## JOBS
1. Write out the part of the Byredo acquisition article starting with "Since it was" and going on through "its By-Product sub-brand.".
2. Continue the Byredo acquisition article from the point where it stops.

## START PAGE TEXT

Byredo To Be Acquired at $1B USD Valuation

Is this goodbye or hello? On May 31, a majority stake in Byredo was sold to Puig in a deal reportedly worth €1 billion (about $1.07 billion).

This is the end of a saga that began developing in earnest by late May, when rumors told of French beauty juggernaut L’oreal acquiring Byredo; Byredo obsessives were, accordingly, tilted.

Since it was founded in 2006 by Ben Gorham, Byredo has expanded from fragrances and leather accessories into a comprehensive collection of makeup, candles, and even wearables, issuing premium sunglasses and clothing through its By-Product sub-brand.

Quirky projects like a speaker-inspired diffuser and scented lamp have underscored Byredo’s indifference towards the typical oeuvre expected of the average beauty label.

In fact, its output is so varied that Byredo better fits into the “lifestyle” category.

By blazing its own trail, Byredo stood tall as a fearless innovator, aided by a majority investment from Manzanita Capital in 2013, which relinquished its hold to Puig as part of the new deal.

## END PAGE TEXT
## START LISTING

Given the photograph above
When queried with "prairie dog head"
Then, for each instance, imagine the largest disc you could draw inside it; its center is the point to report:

## END LISTING
## START LISTING

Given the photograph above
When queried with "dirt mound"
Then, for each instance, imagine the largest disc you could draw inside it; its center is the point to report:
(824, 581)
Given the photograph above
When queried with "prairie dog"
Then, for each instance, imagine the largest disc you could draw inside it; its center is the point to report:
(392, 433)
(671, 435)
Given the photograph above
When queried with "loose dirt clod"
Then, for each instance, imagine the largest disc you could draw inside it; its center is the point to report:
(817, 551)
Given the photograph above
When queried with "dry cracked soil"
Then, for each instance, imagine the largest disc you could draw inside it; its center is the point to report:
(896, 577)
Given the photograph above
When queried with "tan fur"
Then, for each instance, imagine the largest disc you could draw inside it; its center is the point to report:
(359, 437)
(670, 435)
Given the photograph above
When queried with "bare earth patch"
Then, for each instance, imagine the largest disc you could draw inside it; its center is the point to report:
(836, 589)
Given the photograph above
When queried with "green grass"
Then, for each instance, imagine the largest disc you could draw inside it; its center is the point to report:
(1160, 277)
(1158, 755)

## END LISTING

## OUTPUTS FOR THE TASKS
1.
Since it was founded in 2006 by Ben Gorham, Byredo has expanded from fragrances and leather accessories into a comprehensive collection of makeup, candles, and even wearables, issuing premium sunglasses and clothing through its By-Product sub-brand.

2.
And, like any contemporary trailblazer, it became a go-to partner for big-name collaborators, from Virgil Abloh and IKEA to L’Art de L’Automobile and Our Legacy.

Puig, meanwhile, has established itself as a faithful translator for luxury labels seeking to enter the scent space, like Christian Louboutin and COMME des GARÇONS.

It also has a majority stake in fashion labels Dries Van Noten and Jean Paul Gaultier, so Byredo’s all-encompassing purview is nothing unfamiliar to Puig.

In fact, it ought to give aficionados a sense of relief, as Van Noten’s brand as only gotten better and better over the years.

“Puig will contribute our expertise and resources to the development of this unique brand, which represents modern luxury with a strong consumer connection,” Marc Puig, Puig Chairman and CEO, said in a statement.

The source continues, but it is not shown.